- TASK TO CARRY OUT:
Among the records below, find the lines that contain "patch" and copy each of them.

[EXERCISE MATERIAL — start]

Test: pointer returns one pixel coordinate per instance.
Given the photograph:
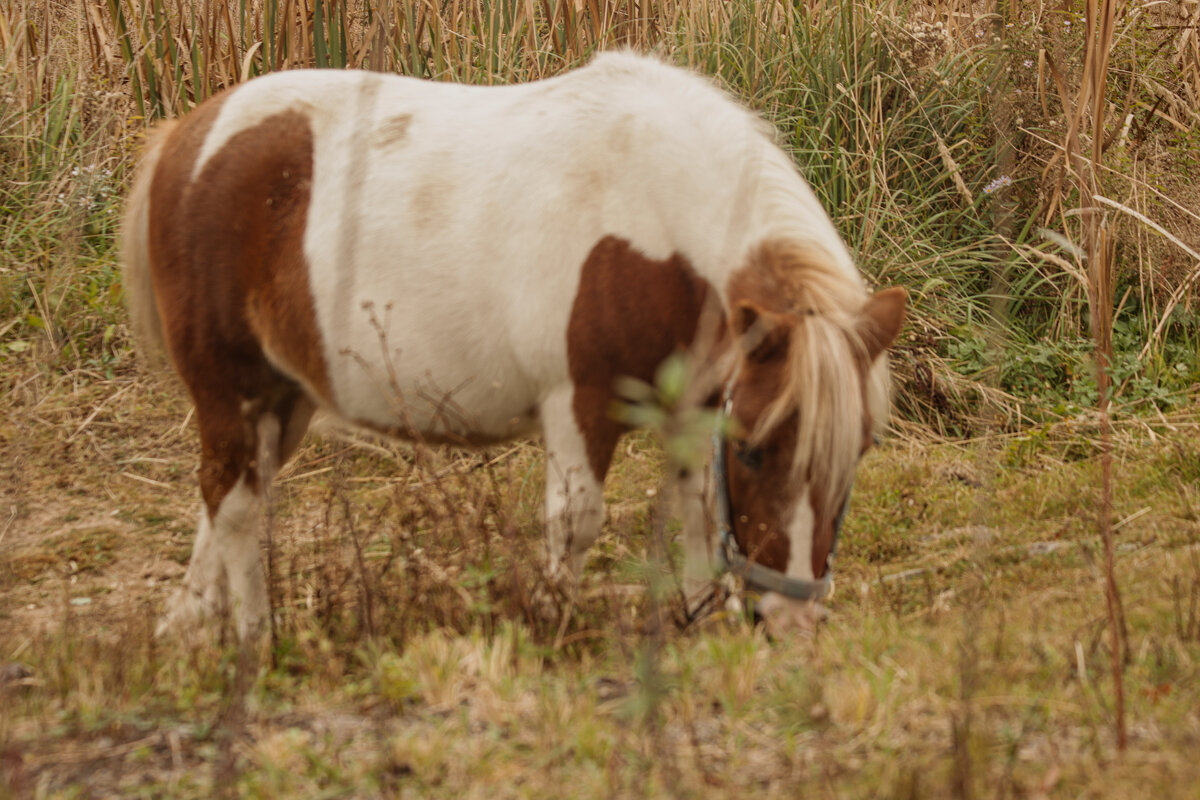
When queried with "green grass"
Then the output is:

[EXERCISE MATERIAL — finish]
[EXERCISE MATERIAL — start]

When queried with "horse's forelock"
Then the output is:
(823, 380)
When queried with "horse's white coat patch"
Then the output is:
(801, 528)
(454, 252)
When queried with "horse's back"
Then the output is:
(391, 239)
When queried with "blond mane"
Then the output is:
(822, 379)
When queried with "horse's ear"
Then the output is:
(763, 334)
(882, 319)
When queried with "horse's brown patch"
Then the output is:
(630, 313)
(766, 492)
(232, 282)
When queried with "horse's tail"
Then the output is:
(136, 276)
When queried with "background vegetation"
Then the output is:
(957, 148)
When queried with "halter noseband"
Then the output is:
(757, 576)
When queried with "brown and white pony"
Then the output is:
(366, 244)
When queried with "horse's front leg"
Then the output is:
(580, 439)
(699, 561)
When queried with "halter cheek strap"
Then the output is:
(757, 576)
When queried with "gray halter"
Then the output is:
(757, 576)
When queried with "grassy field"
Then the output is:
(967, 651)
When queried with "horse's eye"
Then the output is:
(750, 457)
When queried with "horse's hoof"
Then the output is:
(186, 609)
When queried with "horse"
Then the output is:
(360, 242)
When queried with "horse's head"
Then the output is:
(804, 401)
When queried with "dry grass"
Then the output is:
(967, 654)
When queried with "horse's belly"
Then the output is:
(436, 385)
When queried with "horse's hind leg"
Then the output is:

[EXERCISE MATERIAL — finish]

- OUTPUT OF THE TASK:
When queried with "horse's white coat patch"
When queried with "horse's brown patch"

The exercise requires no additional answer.